# Start of MATERIAL PROVIDED

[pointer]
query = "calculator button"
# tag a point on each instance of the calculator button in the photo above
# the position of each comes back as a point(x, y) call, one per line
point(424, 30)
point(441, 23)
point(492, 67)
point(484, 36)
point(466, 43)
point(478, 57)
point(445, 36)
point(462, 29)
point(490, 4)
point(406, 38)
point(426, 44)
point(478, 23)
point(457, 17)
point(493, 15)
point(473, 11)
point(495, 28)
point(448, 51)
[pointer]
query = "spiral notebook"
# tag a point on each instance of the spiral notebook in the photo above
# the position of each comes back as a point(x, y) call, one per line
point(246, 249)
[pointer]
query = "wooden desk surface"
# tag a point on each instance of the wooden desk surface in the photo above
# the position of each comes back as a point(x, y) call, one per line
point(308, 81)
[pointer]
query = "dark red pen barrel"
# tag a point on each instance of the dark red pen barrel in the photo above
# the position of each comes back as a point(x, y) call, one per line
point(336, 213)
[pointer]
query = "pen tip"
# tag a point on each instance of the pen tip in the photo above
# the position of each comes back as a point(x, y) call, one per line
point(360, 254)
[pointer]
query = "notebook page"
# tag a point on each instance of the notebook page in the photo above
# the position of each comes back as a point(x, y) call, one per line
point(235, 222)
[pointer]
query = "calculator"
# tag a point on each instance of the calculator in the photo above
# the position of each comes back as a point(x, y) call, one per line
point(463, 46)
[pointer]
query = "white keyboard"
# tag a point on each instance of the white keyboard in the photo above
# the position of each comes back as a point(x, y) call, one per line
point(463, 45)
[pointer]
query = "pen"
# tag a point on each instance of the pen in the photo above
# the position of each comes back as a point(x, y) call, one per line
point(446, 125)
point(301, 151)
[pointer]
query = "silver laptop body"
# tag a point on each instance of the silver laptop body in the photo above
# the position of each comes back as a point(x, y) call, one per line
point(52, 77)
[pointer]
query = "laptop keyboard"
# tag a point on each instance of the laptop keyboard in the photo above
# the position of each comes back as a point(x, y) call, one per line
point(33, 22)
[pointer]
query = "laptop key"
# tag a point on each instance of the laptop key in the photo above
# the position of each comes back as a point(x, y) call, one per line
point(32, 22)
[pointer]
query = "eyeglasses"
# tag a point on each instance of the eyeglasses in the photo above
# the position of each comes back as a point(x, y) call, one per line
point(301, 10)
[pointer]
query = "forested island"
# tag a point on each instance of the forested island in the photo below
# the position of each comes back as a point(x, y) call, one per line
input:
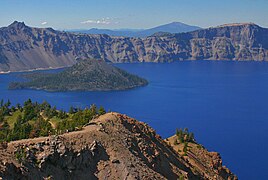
point(86, 75)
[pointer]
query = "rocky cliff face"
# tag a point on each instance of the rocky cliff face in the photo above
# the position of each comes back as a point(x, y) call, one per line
point(24, 48)
point(112, 146)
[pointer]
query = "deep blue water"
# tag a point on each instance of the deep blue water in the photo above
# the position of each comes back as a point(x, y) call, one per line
point(225, 104)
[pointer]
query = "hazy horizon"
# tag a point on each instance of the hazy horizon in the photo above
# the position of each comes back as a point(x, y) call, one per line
point(140, 14)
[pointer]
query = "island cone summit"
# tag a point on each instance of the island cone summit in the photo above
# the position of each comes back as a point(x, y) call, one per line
point(86, 75)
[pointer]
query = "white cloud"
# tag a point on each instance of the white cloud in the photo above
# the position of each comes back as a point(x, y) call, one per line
point(104, 21)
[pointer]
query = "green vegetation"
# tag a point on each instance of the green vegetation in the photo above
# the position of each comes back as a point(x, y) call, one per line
point(87, 75)
point(34, 120)
point(184, 136)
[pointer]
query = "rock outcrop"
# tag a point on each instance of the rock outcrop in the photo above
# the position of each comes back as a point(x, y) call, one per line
point(112, 146)
point(24, 48)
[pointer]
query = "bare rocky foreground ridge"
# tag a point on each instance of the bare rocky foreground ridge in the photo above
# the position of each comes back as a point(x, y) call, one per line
point(112, 146)
point(25, 48)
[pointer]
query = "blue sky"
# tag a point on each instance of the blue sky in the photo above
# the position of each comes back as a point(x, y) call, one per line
point(84, 14)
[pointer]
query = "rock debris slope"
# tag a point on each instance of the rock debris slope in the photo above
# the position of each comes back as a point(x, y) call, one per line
point(112, 146)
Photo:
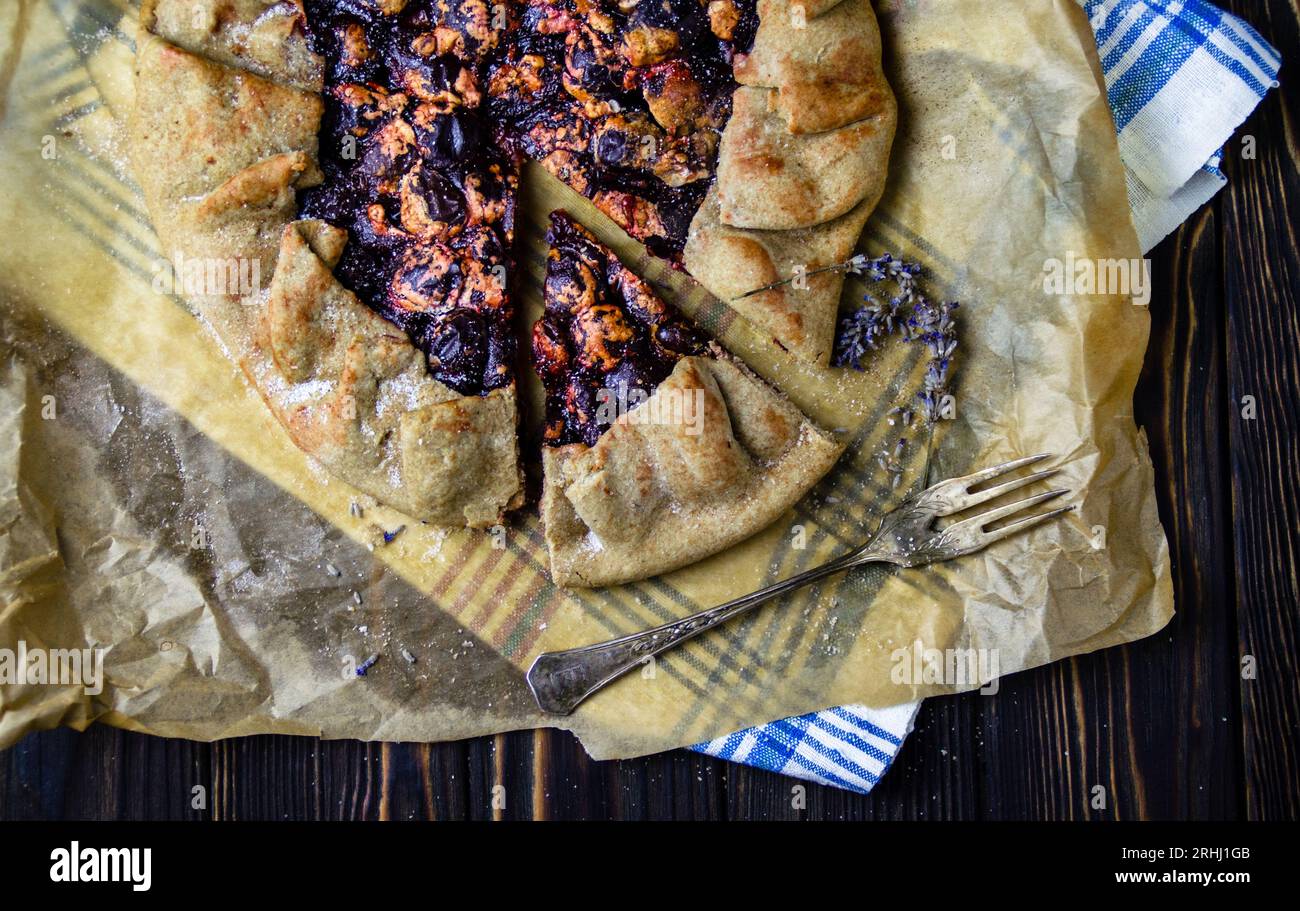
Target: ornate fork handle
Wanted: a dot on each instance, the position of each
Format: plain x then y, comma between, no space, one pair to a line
560,680
906,537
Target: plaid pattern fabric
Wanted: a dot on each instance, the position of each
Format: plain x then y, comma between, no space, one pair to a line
1181,77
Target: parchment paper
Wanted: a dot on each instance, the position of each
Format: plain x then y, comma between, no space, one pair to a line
159,512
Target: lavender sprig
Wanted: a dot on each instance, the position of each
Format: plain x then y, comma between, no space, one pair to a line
909,313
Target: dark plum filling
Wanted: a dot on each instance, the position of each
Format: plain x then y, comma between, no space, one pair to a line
605,337
430,105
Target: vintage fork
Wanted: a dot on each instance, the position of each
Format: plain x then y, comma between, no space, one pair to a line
906,537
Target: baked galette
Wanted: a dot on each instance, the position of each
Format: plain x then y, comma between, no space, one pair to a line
362,156
659,449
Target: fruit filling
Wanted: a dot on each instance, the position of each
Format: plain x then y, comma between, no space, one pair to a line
605,341
430,107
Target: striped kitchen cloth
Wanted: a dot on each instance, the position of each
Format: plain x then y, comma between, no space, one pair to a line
1181,77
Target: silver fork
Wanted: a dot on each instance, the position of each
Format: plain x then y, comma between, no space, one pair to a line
906,537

# End of MATERIAL PROVIDED

- WRITTEN REQUEST
Rename "calculator button" to "keypad key" throughout the stretch from the start of the data through the line containing "point(246, 249)", and give those lines again with nothing else changed.

- TASK OUTPUT
[pointer]
query = "keypad key"
# tag a point on each instance of the keypad key in the photo above
# the position of each comes back as a point(x, y) call, one per line
point(424, 30)
point(441, 23)
point(492, 67)
point(484, 36)
point(466, 43)
point(478, 57)
point(445, 36)
point(462, 29)
point(490, 4)
point(406, 38)
point(426, 44)
point(478, 23)
point(457, 17)
point(493, 15)
point(473, 11)
point(495, 28)
point(448, 51)
[pointer]
query = "spiral notebook"
# tag a point on each instance of the spiral notebook in the photo above
# the position of each comes back as a point(x, y) call, one per line
point(246, 249)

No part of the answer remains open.